───── Supplied text

The sisters described themselves as former Democrats who had become Republicans in 2015 to support Mr. Trump, and they encouraged Democrats to “ditch and switch.” Ms. Hardaway called herself the “mouth of the South,” willing to offend people with her commentary, and described Silk, her sister, as “Inspector Gadget,” who would investigate issues.

Casting themselves as “truth tellers,” and as Mr. Trump’s “most loyal supporters,” the pair attacked the Democratic Party as “a plantation” and said that Ms. Clinton was not their “slave master.” In one appearance on “Fox & Friends,” Diamond told viewers: “Trump is not a racist, he is a realist. And the only color he sees is green and he wants you to have some of it.”

Mr. Trump warmly embraced the sisters, elevating their profile in the growing media orbit around him.

“How great are they?” Mr. Trump said in December 2015, when he invited the sisters onstage at a rally in Raleigh, N.C., and draped an arm around Ms. Hardaway, as the crowd cheered. “I turn on my television one night and I see these two on television. I say, ‘They are the greatest, what is it?’ They became an internet sensation. I hope you’ve monetized it a little bit.”

──────────

▶ **Questions**
(a) Print the passage about the sisters word for word, starting with "The sisters described" and going on through "orbit around him.".
(b) Using the passage about the sisters, decide whether each statement agrees with it, and answer yes or no with the deciding words quoted from it: (i) the sisters became Republicans in 2015; (ii) Mr. Trump brought the sisters onstage at a rally in Charlotte; (iii) Mr. Trump said he first saw the sisters on television.

───── Dataset records

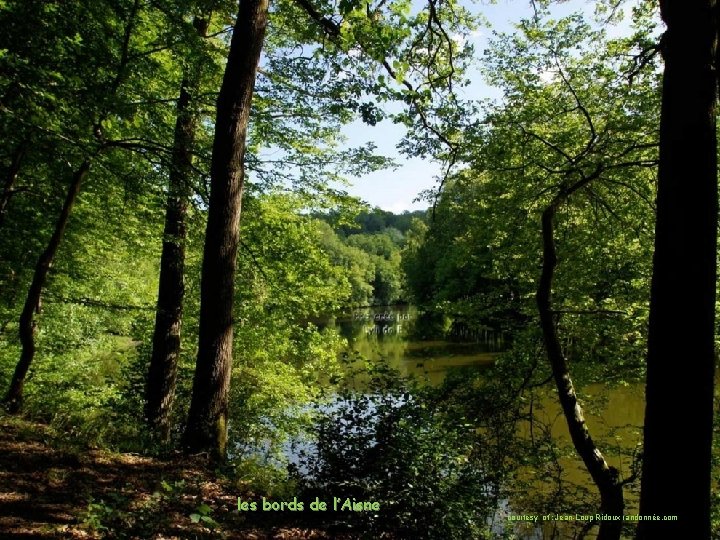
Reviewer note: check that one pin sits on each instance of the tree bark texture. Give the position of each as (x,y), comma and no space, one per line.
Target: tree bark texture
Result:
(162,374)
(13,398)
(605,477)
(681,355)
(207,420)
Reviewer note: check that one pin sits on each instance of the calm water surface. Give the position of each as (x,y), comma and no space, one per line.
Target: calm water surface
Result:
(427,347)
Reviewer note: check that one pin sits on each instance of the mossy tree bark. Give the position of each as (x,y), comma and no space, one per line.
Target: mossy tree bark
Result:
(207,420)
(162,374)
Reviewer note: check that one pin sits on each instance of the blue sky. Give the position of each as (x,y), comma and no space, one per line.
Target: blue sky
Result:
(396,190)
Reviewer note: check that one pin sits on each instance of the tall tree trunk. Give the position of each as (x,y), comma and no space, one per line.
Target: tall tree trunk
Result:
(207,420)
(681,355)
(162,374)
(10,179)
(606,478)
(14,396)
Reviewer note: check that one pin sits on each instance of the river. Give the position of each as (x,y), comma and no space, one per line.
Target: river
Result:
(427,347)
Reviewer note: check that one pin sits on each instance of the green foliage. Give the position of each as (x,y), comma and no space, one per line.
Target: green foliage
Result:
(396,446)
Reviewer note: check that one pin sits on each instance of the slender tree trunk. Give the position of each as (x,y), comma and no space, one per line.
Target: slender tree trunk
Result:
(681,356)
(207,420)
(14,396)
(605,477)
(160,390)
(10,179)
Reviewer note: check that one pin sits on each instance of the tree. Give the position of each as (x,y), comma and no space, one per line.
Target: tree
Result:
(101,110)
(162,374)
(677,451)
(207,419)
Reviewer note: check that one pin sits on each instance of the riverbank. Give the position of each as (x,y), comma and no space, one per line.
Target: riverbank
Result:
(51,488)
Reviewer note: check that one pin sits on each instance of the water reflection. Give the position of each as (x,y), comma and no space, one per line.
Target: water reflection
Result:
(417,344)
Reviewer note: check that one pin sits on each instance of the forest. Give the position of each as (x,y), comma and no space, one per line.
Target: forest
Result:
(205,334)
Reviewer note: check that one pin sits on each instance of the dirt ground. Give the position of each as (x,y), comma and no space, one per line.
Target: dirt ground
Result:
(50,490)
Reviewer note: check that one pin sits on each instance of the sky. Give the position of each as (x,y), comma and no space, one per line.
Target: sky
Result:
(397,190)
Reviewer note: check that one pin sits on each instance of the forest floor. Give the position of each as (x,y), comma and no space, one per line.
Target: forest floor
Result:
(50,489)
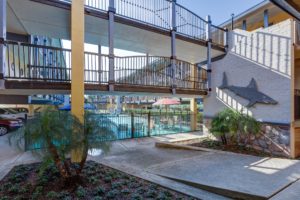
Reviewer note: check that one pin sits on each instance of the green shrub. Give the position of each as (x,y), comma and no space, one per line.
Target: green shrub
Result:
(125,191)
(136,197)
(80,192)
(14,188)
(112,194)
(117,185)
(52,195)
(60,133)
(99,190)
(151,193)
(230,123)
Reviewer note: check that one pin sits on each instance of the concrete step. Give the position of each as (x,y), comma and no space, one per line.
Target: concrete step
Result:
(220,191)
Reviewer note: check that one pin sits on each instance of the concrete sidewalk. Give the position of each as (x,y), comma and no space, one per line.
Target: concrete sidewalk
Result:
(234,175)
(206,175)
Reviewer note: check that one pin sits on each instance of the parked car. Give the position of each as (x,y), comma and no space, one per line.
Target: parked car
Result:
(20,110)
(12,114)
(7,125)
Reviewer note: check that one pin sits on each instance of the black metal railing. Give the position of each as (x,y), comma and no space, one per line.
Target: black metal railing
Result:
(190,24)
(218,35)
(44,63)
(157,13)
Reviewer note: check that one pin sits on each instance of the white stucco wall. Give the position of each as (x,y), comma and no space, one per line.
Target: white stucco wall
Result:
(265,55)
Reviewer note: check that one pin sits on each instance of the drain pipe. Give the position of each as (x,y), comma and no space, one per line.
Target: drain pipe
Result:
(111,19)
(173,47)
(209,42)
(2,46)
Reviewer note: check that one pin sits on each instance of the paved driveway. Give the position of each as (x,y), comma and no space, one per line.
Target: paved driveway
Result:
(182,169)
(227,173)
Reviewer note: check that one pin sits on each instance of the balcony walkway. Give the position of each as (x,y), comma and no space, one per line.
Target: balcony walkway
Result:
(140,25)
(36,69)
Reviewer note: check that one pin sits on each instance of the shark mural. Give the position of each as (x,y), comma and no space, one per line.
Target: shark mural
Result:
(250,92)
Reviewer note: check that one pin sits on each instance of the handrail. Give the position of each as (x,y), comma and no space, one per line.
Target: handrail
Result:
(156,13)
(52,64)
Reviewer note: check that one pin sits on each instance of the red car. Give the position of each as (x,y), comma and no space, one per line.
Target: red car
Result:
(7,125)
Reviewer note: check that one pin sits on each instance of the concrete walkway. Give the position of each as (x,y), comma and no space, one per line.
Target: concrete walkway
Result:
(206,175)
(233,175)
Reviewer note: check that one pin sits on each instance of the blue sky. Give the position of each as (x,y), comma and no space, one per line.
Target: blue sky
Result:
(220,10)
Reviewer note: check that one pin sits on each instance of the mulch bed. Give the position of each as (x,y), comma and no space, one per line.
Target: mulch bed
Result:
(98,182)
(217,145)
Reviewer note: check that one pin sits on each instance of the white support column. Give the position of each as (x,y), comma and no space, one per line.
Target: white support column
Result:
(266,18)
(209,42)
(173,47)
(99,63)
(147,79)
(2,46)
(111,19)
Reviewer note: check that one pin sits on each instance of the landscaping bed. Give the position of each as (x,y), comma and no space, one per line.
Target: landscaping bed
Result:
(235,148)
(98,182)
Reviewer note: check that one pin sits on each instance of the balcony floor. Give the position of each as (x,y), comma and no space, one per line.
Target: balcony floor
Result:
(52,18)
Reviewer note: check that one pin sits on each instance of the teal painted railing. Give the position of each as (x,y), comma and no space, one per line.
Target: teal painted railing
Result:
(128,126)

──────────
───── Dataset records

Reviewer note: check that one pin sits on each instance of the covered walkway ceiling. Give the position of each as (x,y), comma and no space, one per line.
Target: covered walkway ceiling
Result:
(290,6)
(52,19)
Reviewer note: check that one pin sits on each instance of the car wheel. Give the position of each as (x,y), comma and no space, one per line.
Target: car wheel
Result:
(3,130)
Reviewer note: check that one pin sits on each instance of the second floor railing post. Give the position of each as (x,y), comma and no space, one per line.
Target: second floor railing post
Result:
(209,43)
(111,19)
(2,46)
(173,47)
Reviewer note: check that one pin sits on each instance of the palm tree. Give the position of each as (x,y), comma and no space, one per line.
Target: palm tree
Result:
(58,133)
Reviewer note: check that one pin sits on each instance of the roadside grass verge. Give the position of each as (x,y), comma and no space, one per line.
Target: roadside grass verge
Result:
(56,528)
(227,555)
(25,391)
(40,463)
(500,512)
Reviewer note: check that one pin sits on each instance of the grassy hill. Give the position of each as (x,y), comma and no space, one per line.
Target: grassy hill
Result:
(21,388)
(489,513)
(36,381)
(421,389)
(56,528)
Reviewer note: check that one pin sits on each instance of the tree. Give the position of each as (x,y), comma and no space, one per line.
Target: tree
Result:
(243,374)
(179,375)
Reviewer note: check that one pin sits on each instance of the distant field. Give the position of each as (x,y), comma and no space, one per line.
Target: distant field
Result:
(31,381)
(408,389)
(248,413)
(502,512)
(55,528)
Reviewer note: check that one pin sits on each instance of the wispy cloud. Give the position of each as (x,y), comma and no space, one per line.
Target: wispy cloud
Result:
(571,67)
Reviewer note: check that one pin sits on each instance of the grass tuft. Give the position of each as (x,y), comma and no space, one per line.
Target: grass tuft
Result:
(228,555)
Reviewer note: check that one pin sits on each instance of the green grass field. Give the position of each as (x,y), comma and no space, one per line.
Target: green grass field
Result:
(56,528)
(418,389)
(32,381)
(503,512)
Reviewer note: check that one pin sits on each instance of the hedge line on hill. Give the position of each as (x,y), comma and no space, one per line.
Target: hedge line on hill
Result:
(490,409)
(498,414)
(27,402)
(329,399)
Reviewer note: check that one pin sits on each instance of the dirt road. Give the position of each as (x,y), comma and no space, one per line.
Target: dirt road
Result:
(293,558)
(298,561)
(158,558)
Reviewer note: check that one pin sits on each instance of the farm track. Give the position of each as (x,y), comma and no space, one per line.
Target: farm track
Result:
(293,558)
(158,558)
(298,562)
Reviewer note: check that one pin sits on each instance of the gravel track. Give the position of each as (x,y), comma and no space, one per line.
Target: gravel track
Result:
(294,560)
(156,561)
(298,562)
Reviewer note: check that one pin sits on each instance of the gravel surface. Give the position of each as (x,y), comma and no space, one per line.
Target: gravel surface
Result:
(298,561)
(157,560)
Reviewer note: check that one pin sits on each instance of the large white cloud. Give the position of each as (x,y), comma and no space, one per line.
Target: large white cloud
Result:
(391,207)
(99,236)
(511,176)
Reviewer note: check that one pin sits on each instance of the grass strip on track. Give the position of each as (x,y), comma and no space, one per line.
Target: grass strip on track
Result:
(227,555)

──────────
───── Dataset records

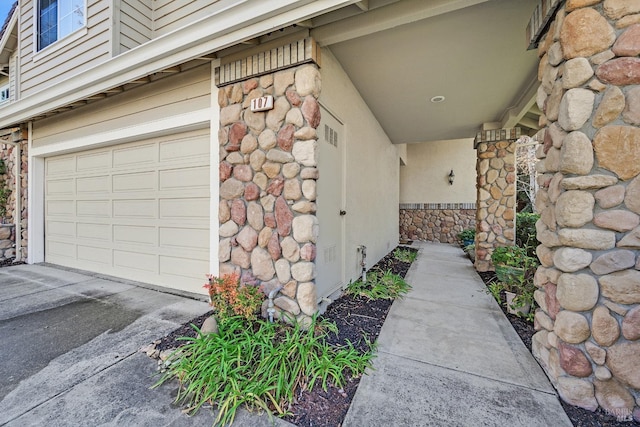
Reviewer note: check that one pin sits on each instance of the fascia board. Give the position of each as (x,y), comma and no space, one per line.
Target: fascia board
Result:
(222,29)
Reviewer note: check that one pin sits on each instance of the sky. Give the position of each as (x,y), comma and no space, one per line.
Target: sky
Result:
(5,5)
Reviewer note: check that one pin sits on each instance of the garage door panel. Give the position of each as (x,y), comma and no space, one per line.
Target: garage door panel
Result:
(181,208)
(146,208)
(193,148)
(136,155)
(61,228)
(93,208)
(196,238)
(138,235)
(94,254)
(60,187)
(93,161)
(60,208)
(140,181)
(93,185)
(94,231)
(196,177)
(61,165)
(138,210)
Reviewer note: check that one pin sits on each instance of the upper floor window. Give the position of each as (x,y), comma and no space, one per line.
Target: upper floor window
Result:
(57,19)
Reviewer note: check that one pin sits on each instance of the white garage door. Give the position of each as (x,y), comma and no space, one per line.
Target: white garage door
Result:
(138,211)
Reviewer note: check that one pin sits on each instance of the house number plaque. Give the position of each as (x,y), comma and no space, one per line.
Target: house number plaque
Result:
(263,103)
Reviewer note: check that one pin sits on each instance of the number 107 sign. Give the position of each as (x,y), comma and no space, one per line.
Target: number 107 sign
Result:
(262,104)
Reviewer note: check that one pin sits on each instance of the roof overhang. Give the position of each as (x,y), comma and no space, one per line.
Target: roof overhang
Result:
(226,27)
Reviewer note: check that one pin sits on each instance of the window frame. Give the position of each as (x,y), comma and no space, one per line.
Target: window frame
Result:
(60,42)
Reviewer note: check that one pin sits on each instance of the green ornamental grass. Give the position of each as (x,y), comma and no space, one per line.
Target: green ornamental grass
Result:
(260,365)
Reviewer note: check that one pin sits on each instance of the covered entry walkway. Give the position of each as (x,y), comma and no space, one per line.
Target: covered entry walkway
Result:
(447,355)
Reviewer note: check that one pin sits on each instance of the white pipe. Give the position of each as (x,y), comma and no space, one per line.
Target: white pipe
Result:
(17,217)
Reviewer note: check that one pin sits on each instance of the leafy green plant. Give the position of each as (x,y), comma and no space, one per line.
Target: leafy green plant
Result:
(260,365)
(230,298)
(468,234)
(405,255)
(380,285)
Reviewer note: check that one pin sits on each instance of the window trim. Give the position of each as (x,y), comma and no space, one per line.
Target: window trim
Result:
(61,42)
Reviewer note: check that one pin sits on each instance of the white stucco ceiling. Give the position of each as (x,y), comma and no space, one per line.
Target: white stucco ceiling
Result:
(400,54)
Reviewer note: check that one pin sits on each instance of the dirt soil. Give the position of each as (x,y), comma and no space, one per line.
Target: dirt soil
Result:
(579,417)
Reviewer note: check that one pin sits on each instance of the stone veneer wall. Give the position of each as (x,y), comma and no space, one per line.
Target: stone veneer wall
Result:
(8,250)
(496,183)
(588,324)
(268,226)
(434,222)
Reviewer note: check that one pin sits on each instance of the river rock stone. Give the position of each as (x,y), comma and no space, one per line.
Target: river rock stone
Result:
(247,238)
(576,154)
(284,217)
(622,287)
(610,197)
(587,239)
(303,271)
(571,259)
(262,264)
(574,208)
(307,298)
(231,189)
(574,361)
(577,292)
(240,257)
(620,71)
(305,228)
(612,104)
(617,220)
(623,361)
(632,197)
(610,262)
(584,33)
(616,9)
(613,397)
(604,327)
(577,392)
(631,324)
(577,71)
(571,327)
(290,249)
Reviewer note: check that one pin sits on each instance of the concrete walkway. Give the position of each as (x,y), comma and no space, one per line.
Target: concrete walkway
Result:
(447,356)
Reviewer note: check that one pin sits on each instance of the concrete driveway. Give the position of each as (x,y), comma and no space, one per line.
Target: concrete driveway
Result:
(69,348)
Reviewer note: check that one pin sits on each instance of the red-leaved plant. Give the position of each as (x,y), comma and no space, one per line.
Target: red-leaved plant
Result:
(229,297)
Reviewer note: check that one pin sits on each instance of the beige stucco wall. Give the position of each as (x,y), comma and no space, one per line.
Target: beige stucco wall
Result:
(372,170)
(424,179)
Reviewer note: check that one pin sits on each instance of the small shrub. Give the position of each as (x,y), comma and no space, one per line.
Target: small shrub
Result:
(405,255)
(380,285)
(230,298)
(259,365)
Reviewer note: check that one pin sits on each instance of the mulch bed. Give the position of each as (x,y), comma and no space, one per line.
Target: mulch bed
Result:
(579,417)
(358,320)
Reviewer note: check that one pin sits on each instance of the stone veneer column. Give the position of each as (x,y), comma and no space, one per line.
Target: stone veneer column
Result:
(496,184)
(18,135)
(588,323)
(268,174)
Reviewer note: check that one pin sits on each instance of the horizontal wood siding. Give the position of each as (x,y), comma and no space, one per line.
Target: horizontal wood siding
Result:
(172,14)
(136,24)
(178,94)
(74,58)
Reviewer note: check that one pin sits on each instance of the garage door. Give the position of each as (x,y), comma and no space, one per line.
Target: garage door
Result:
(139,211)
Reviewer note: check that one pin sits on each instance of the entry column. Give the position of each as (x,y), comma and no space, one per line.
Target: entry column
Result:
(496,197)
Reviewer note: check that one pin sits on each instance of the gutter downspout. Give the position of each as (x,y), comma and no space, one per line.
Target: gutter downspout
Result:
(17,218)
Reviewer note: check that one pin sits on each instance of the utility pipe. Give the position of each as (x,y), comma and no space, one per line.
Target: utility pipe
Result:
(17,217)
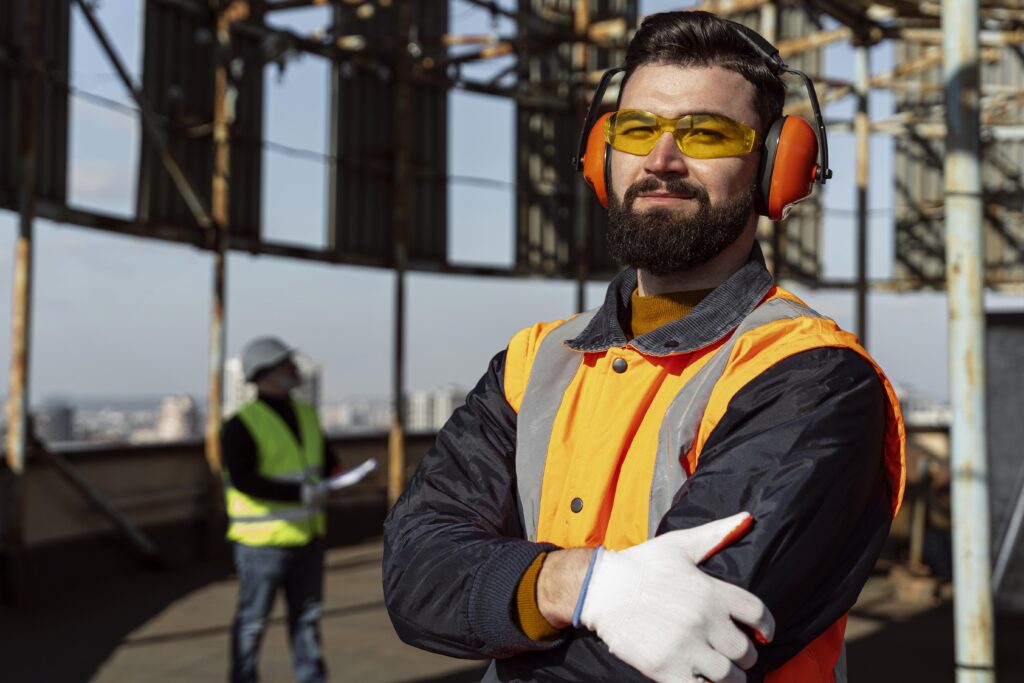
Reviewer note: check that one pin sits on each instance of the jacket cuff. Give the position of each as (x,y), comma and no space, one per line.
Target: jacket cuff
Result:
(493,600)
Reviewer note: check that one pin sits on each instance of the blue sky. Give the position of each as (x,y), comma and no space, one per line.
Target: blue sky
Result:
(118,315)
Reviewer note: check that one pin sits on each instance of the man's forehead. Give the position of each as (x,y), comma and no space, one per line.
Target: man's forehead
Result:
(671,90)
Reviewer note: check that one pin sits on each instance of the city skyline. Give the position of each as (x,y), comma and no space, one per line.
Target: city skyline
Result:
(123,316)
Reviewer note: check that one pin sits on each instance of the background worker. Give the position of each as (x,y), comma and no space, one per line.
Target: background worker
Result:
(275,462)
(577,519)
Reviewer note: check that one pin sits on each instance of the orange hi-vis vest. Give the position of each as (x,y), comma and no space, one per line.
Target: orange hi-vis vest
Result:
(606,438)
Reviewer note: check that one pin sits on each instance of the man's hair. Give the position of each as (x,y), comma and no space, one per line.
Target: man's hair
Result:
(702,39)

──────────

▶ **Solution set**
(a)
The sisters described themselves as former Democrats who had become Republicans in 2015 to support Mr. Trump, and they encouraged Democrats to “ditch and switch.” Ms. Hardaway called herself the “mouth of the South,” willing to offend people with her commentary, and described Silk, her sister, as “Inspector Gadget,” who would investigate issues.

Casting themselves as “truth tellers,” and as Mr. Trump’s “most loyal supporters,” the pair attacked the Democratic Party as “a plantation” and said that Ms. Clinton was not their “slave master.” In one appearance on “Fox & Friends,” Diamond told viewers: “Trump is not a racist, he is a realist. And the only color he sees is green and he wants you to have some of it.”

Mr. Trump warmly embraced the sisters, elevating their profile in the growing media orbit around him.

(b)
(i) Yes: "had become Republicans in 2015 to support Mr. Trump"
(ii) No: "at a rally in Raleigh, N.C."
(iii) Yes: "I turn on my television one night and I see these two on television."